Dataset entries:
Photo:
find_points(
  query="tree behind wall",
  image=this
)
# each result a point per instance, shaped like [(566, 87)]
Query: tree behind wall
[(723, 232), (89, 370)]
* * *
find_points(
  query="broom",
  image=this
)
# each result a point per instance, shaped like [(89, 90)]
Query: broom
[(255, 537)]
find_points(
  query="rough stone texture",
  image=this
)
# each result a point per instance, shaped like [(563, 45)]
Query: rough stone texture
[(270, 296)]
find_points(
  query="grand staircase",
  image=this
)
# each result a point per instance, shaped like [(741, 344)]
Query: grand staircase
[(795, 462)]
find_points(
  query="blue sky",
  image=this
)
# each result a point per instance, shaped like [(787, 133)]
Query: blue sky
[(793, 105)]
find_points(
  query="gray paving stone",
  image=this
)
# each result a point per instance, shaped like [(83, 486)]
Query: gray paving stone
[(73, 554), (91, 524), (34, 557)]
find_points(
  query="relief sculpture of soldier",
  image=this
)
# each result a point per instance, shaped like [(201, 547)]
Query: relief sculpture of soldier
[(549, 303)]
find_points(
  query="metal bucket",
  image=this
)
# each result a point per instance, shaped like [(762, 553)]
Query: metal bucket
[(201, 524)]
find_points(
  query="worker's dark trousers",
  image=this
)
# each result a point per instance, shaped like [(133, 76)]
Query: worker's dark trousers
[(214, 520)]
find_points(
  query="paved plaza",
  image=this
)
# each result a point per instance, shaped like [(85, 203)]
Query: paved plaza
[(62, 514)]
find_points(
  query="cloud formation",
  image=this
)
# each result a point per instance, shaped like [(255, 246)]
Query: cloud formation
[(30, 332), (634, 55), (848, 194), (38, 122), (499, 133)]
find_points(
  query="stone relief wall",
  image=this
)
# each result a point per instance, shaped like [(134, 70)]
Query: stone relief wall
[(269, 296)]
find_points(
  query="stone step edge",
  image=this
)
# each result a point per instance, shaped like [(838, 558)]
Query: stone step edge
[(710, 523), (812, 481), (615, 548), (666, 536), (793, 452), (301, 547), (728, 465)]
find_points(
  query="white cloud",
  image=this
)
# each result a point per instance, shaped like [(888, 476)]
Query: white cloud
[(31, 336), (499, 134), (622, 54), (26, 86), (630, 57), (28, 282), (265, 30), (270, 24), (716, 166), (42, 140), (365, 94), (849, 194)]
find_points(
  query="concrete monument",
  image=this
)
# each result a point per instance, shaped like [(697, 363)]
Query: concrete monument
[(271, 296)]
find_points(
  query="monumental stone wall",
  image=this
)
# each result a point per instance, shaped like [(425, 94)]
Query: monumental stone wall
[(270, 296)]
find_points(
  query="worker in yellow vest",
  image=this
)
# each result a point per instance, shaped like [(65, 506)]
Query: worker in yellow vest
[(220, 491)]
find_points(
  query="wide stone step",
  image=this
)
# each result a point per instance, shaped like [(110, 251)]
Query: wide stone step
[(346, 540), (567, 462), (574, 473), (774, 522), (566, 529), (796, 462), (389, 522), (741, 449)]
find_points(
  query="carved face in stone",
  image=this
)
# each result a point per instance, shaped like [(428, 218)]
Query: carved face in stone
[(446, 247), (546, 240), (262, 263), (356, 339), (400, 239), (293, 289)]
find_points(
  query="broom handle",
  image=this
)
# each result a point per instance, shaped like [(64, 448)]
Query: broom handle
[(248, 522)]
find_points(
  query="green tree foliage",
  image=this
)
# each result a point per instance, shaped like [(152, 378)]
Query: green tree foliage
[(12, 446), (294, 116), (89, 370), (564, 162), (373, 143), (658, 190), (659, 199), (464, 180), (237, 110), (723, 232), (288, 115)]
---
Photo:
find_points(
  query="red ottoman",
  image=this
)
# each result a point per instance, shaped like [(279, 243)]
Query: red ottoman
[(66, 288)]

WHAT TO PRODUCE:
Identify each line in the material above that contains the string "broom" and copy those lines. The match is case-sensitive.

ANSWER BELOW:
  query="broom",
Query: broom
  query="broom handle",
Query: broom handle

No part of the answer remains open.